Task requirements |
1. Say whether each statement agrees with the Seasoned and Single article, answering yes or no and quoting the deciding words: (a) The group is a matchmaking service. (b) Membership is open to anyone 45 or older. (c) Roy Mitchell founded the group alone.
2. Go on with the Seasoned and Single article, starting after its final sentence.

Document text |
=====
Group effort
Single baby boomers just can’t seem to catch a break. When it comes to meeting people, bars lost their appeal a long time ago, and Internet services can be untrustworthy and distant – so what’s a single baby boomer to do?
Why, join Seasoned and Single, of course.
Seasoned and Single is a local singles group for anyone 45 or older. The group is not a matchmaking service but focuses on providing an environment for members to learn about themselves, learn new social skills, make new friends, and perhaps even find a relationship. Informative seminars, monthly dinners, and a lot of fun make the group worth it for its roughly 75 members.
Coeur d’Alene’s Kathleen Lamanna, a 62-year-old relationship coach, and Spokane’s Roy Mitchell, 59, founded the group three years ago. From her own experience as a professional matchmaker and as a single woman trying to re-enter the dating world, Lamanna saw a need for a fun, educational social group geared toward older citizens. The two are joined by Jackie Gedeik, a 60 year-old English psychotherapist. She is, as Lamanna put its, the “token married woman!”
=====
Dataset records |
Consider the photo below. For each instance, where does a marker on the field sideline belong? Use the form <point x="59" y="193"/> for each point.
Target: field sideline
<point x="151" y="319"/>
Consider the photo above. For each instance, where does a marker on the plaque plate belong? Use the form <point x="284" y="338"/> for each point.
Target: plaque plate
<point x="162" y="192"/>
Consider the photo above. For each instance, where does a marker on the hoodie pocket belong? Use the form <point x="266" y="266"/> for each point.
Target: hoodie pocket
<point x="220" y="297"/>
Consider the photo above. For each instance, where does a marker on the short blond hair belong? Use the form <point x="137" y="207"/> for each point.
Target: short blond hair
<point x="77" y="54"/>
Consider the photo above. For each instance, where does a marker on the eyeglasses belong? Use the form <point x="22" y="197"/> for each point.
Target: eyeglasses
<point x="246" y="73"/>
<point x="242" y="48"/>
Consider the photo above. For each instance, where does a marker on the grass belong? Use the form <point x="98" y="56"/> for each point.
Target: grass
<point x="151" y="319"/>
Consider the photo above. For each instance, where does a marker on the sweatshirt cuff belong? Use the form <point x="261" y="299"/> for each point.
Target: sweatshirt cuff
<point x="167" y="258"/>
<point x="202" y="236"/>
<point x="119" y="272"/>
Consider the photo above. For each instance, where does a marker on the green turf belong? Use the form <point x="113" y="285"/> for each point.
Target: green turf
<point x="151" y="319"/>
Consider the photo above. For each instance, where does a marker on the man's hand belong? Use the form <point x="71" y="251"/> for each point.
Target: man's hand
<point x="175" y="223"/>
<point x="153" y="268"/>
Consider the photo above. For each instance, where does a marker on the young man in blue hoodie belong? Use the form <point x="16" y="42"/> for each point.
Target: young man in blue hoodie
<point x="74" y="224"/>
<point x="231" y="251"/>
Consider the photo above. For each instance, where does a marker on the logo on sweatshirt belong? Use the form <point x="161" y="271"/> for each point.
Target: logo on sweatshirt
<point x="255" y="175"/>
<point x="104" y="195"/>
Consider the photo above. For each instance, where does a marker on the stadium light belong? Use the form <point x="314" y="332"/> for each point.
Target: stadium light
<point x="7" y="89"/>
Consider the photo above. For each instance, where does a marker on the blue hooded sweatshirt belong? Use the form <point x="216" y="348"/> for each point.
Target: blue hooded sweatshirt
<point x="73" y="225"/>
=====
Task results |
1.
(a) No: "The group is not a matchmaking service"
(b) Yes: "a local singles group for anyone 45 or older"
(c) No: "Kathleen Lamanna, a 62-year-old relationship coach, and Spokane’s Roy Mitchell, 59, founded the group"

2.
At the group’s occasional seminars, Lamanna, Mitchell and Gedeik present information baby boomers might not find elsewhere about re-entering the social world. Their efforts are popular among group members.
“Most of us are either widowed or divorced and have been out of the dating scene for years, ” says Roger Spence, 63. “(The seminars are) very educational and informative, good practical advice.”
Another member, Geri Totey, 63, adds, “They are truly wonderful individuals. They are there to lead us, but they’re (also) there for us to lean on, to ask questions, to get directions, to talk about anything.”
Lamanna’s presentations teach rejection techniques and what she calls “Deal Maker/Deal Breaker lists” – attributes you hope to find in a potential partner. Gedeik teaches about Internet dating, confronting personal baggage, setting boundaries, sexuality and stress-reduction techniques.
“You talk about death and taxes, (but) the one constant in life is change. And change, even if you’re ready for it and welcome it, is scary,” Gedeik says. “If you can learn some immediate, effective stress-reduction techniques that you carry with you … as you start dating, it makes for better communication.”
Mitchell brings balance to the group.
“I represent the male viewpoint,” he says. Taking the men aside, Mitchell asks them what they think women want and helps lead the frank, candid discussions once the groups come back together. Mitchell also “acts as a sounding board for some of the females” wondering about the male perspective.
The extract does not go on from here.